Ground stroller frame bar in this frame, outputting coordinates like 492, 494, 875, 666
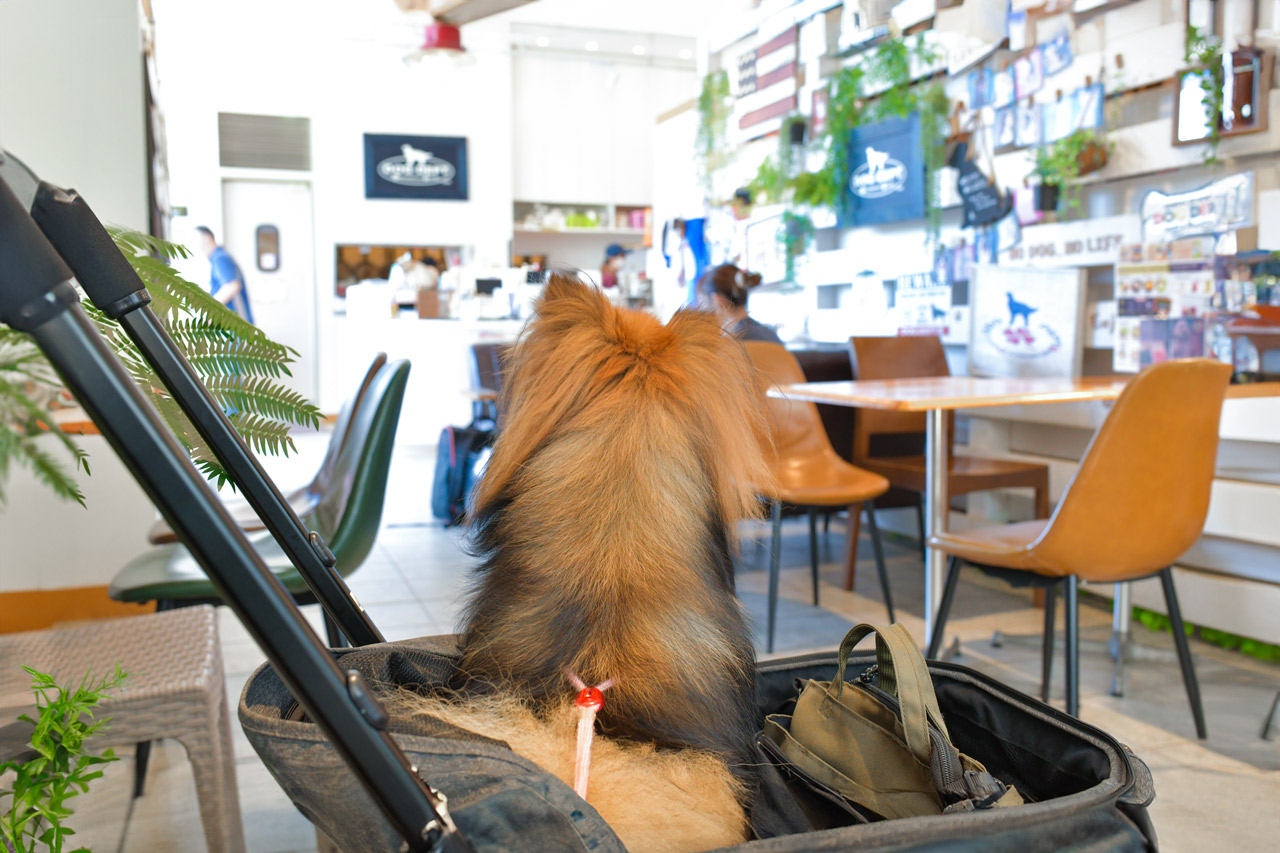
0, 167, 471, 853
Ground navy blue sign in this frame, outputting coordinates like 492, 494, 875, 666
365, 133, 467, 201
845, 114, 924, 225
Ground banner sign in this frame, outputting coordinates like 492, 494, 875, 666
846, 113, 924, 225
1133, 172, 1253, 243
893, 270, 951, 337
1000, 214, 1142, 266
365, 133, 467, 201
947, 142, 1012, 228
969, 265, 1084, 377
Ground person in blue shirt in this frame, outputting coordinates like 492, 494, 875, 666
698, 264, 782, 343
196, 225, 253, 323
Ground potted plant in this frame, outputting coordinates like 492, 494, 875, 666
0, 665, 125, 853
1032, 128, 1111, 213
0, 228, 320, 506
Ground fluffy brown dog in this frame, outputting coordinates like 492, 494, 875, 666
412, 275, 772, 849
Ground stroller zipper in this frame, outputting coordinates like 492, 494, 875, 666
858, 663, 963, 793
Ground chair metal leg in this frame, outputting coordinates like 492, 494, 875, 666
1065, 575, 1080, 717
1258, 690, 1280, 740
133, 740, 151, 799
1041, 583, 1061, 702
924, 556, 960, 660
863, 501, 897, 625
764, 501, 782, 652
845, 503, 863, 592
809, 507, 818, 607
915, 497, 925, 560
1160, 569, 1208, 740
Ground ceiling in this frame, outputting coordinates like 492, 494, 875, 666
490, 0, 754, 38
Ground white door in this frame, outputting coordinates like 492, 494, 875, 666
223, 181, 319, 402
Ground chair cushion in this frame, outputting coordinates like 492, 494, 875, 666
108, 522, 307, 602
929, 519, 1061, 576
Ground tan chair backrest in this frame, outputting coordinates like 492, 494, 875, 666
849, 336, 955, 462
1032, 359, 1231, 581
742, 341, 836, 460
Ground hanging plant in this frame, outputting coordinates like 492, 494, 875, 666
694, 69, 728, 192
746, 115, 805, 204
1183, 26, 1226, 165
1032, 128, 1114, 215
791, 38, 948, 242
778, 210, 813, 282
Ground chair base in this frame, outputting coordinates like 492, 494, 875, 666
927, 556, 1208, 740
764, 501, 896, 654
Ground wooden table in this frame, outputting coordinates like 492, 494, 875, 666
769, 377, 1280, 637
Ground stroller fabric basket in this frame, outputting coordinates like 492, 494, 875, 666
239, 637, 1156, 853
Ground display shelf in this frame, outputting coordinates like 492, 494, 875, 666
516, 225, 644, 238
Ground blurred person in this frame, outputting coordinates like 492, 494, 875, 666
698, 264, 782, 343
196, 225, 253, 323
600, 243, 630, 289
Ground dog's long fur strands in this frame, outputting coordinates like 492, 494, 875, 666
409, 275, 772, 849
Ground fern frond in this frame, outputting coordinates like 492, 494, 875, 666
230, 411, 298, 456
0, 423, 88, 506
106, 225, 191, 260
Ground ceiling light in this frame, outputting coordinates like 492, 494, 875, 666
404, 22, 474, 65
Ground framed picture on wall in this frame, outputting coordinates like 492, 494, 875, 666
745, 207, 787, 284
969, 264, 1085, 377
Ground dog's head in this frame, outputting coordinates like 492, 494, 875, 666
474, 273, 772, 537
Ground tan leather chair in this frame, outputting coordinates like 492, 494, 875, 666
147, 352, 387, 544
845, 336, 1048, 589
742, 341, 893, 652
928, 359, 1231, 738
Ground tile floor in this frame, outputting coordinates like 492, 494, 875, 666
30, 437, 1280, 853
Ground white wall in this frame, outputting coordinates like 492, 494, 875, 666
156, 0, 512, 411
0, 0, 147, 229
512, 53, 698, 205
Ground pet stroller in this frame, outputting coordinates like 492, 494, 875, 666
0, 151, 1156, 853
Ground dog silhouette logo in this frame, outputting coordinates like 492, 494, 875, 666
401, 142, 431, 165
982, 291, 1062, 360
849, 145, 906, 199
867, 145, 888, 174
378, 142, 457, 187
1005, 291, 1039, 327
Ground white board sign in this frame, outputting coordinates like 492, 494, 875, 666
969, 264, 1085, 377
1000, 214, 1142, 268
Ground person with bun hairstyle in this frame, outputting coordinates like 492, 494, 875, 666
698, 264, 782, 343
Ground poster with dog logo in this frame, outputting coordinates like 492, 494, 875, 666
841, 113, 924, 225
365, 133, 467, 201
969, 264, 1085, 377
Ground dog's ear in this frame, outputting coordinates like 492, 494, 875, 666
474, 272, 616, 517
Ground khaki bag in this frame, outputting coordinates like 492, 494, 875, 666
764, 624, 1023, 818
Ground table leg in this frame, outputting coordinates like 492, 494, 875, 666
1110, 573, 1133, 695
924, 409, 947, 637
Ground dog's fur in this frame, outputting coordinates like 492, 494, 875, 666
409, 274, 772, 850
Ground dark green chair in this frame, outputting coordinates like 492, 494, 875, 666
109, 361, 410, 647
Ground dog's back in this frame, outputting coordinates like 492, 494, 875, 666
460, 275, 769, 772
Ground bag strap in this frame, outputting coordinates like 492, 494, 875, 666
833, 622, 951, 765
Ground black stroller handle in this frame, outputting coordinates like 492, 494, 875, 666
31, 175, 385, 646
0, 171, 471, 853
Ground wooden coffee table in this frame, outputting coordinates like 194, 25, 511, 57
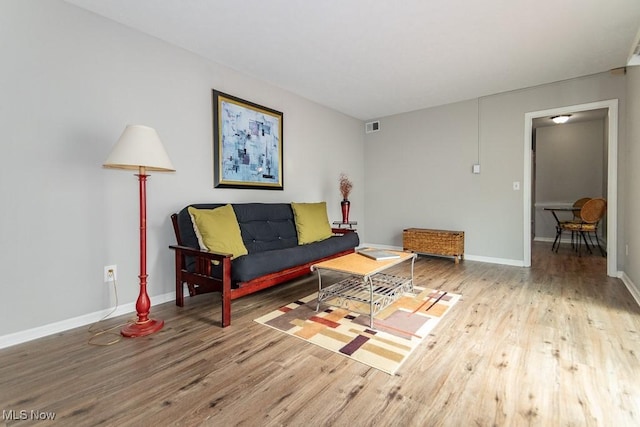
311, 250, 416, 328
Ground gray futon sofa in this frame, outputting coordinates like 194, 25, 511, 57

::::::

> WORK REQUIRED: Put all the data above into a Markdown table with a "Row" column holding the row number and a "Line" column holding the line, and skip any blank lines. Leave the pictures out of the table.

> SOLUTION FOR THIS EXERCISE:
| Row | Line |
|---|---|
| 1 | Ground stroller frame bar in this frame, outputting coordinates like 492, 494, 875, 666 |
| 2 | 0, 167, 471, 853 |
| 3 | Ground navy blue sign in this frame, outputting coordinates like 492, 494, 875, 666 |
| 4 | 365, 133, 467, 201 |
| 5 | 845, 114, 924, 225 |
| 6 | Ground banner sign in this frame, outputting coordinates like 492, 494, 875, 666 |
| 7 | 846, 113, 924, 225 |
| 8 | 1133, 172, 1253, 243 |
| 9 | 893, 270, 951, 337 |
| 10 | 1000, 214, 1142, 266 |
| 11 | 365, 133, 467, 201 |
| 12 | 947, 142, 1012, 228 |
| 13 | 969, 265, 1084, 377 |
| 14 | Ground person in blue shirt in this frame, outputting coordinates like 492, 494, 875, 666 |
| 15 | 698, 264, 782, 343 |
| 16 | 196, 225, 253, 323 |
| 17 | Ground potted plant in this frame, outputting coordinates like 492, 494, 875, 666 |
| 18 | 0, 665, 125, 853 |
| 19 | 1032, 128, 1111, 213 |
| 20 | 0, 228, 320, 506 |
| 21 | Ground fluffy brown dog in this frame, outputting coordinates like 492, 494, 875, 666 |
| 22 | 412, 275, 772, 849 |
| 23 | Ground stroller zipper in this frame, outputting coordinates like 492, 494, 875, 666 |
| 24 | 858, 663, 963, 793 |
| 25 | Ground chair metal leg in this frame, outputting coordinates like 492, 494, 875, 666 |
| 26 | 1065, 575, 1080, 717 |
| 27 | 1258, 690, 1280, 740 |
| 28 | 133, 740, 151, 799 |
| 29 | 1041, 583, 1061, 702 |
| 30 | 924, 556, 960, 660 |
| 31 | 863, 501, 897, 625 |
| 32 | 764, 501, 782, 652 |
| 33 | 845, 503, 863, 592 |
| 34 | 809, 507, 818, 607 |
| 35 | 915, 497, 925, 560 |
| 36 | 1160, 569, 1208, 740 |
| 37 | Ground ceiling in this frame, outputting coordinates like 492, 494, 875, 666 |
| 38 | 490, 0, 754, 38 |
| 39 | Ground white door in this frame, outputting coordinates like 492, 494, 875, 666 |
| 40 | 223, 181, 319, 402 |
| 41 | Ground chair cushion in this frame, outputting coordinates like 492, 494, 875, 666 |
| 42 | 108, 522, 307, 602 |
| 43 | 929, 519, 1061, 576 |
| 44 | Ground tan chair backrest in this frame, outputting coordinates like 492, 494, 875, 666 |
| 45 | 849, 336, 955, 462 |
| 46 | 1032, 359, 1231, 581 |
| 47 | 742, 341, 836, 460 |
| 48 | Ground hanging plant in this frame, outputting coordinates like 492, 494, 875, 666 |
| 49 | 694, 69, 728, 192 |
| 50 | 746, 115, 805, 204 |
| 51 | 1183, 26, 1226, 165 |
| 52 | 1032, 128, 1114, 215 |
| 53 | 791, 38, 948, 242 |
| 54 | 778, 210, 813, 282 |
| 55 | Ground chair base in this frame, outputting coordinates like 492, 494, 875, 666 |
| 56 | 927, 556, 1208, 740 |
| 57 | 764, 501, 896, 654 |
| 58 | Ground wooden table in this frame, outputting coordinates like 492, 494, 875, 666 |
| 59 | 769, 377, 1280, 637 |
| 60 | Ground stroller fabric basket in this frame, outputting coordinates like 492, 494, 875, 666 |
| 61 | 239, 637, 1156, 853 |
| 62 | Ground display shelf in this frame, outputting coordinates like 492, 494, 875, 666 |
| 63 | 516, 225, 644, 238 |
| 64 | Ground blurred person in this frame, outputting coordinates like 492, 494, 875, 666 |
| 65 | 698, 264, 782, 343 |
| 66 | 196, 225, 253, 323 |
| 67 | 600, 243, 630, 289 |
| 68 | Ground dog's long fur strands in this frame, outputting coordinates like 492, 494, 875, 666 |
| 69 | 409, 275, 772, 849 |
| 70 | Ground fern frond in this frame, outputting coordinates like 492, 494, 875, 666 |
| 71 | 230, 411, 298, 456 |
| 72 | 0, 423, 88, 506 |
| 73 | 106, 225, 191, 260 |
| 74 | Ground ceiling light in this frame, outputting coordinates like 492, 494, 875, 666 |
| 75 | 404, 22, 474, 65 |
| 76 | Ground framed picture on wall in this frame, outputting coordinates like 492, 494, 875, 666 |
| 77 | 745, 207, 787, 284 |
| 78 | 969, 264, 1085, 377 |
| 79 | Ground dog's head in this frame, outputting coordinates like 492, 494, 875, 666 |
| 80 | 474, 273, 772, 537 |
| 81 | Ground tan leather chair in this frame, outputting coordinates like 492, 494, 875, 666 |
| 82 | 147, 352, 387, 544 |
| 83 | 845, 336, 1048, 589 |
| 84 | 742, 341, 893, 652 |
| 85 | 928, 359, 1231, 738 |
| 86 | Ground tile floor in this frame, outputting coordinates like 492, 494, 875, 666 |
| 87 | 30, 437, 1280, 853 |
| 88 | Ground white wall in this frame, outputting coordinates like 492, 494, 875, 666 |
| 89 | 156, 0, 512, 411 |
| 90 | 0, 0, 147, 229 |
| 91 | 512, 53, 698, 205 |
| 92 | Ground pet stroller in this frame, outputting coordinates like 492, 494, 875, 666 |
| 93 | 0, 151, 1156, 853 |
| 94 | Ground dog silhouette logo in this frame, outputting coordinates like 492, 494, 875, 666 |
| 95 | 401, 142, 431, 165 |
| 96 | 982, 291, 1062, 360 |
| 97 | 849, 145, 906, 199 |
| 98 | 867, 145, 888, 174 |
| 99 | 378, 142, 457, 187 |
| 100 | 1005, 291, 1039, 327 |
| 101 | Ground white board sign in this frame, outputting coordinates like 492, 494, 875, 666 |
| 102 | 969, 264, 1085, 377 |
| 103 | 1000, 214, 1142, 268 |
| 104 | Ground person with bun hairstyle in this frame, outputting coordinates like 492, 494, 875, 666 |
| 105 | 698, 264, 782, 343 |
| 106 | Ground poster with dog logo in this frame, outputting coordinates like 492, 494, 875, 666 |
| 107 | 841, 113, 924, 225 |
| 108 | 365, 133, 467, 201 |
| 109 | 969, 264, 1085, 377 |
| 110 | Ground dog's ear in this frame, outputting coordinates like 492, 494, 875, 666 |
| 111 | 474, 272, 616, 517 |
| 112 | Ground khaki bag in this frame, outputting coordinates like 492, 494, 875, 666 |
| 113 | 764, 624, 1023, 818 |
| 114 | Ground table leg in this frame, outputting coordinates like 492, 494, 875, 666 |
| 115 | 1110, 573, 1133, 695 |
| 116 | 924, 409, 947, 637 |
| 117 | Ground dog's fur in this frame, outputting coordinates like 492, 494, 875, 666 |
| 118 | 409, 274, 772, 850 |
| 119 | Ground dark green chair in this frame, outputting coordinates like 492, 494, 875, 666 |
| 120 | 109, 361, 410, 647 |
| 121 | Ground dog's back in this frame, outputting coordinates like 492, 494, 875, 666 |
| 122 | 460, 275, 769, 772 |
| 123 | Ground bag strap in this frame, outputting coordinates like 492, 494, 875, 666 |
| 124 | 833, 622, 951, 765 |
| 125 | Ground black stroller handle in this frame, outputting coordinates like 492, 494, 875, 666 |
| 126 | 31, 175, 385, 646 |
| 127 | 0, 171, 471, 853 |
| 128 | Ground wooden coffee table in this frame, outputting coordinates like 194, 25, 511, 57 |
| 129 | 311, 250, 416, 328 |
| 130 | Ground gray futon sofa in this frame, outputting coordinates like 194, 25, 511, 57 |